How many lines in the material below contain the string "instance"? Case counts; reply with the number alone.
──────── Material for this exercise
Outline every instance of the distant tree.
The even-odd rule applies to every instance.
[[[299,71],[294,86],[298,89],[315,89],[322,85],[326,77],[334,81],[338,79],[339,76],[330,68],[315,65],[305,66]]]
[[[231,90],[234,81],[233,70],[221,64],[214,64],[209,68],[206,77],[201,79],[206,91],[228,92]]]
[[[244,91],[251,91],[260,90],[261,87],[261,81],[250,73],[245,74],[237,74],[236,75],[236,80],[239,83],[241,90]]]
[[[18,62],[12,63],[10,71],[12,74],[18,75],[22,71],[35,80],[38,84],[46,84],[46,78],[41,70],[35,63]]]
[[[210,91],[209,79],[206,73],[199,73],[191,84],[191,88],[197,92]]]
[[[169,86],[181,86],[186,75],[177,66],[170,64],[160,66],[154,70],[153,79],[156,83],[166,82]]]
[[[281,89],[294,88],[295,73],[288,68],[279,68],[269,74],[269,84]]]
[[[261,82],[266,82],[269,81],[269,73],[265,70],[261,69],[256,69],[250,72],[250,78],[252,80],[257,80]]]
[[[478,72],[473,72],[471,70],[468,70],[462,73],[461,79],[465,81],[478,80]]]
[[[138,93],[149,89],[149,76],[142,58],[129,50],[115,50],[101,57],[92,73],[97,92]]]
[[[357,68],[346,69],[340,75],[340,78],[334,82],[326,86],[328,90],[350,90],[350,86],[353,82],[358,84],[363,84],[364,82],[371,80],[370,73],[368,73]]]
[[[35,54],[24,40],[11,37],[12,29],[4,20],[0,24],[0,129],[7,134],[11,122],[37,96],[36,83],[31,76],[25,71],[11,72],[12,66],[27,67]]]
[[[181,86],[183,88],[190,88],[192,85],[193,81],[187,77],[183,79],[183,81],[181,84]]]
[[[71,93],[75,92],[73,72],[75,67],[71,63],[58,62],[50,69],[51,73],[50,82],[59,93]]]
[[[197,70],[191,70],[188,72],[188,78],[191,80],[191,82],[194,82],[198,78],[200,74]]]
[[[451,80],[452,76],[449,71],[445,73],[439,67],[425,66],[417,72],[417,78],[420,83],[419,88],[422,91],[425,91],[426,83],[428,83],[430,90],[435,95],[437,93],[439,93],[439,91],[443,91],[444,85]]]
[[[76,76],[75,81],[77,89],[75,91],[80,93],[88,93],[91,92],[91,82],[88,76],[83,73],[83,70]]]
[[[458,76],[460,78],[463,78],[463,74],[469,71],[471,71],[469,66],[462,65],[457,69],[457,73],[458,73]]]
────────────────
**Result**
2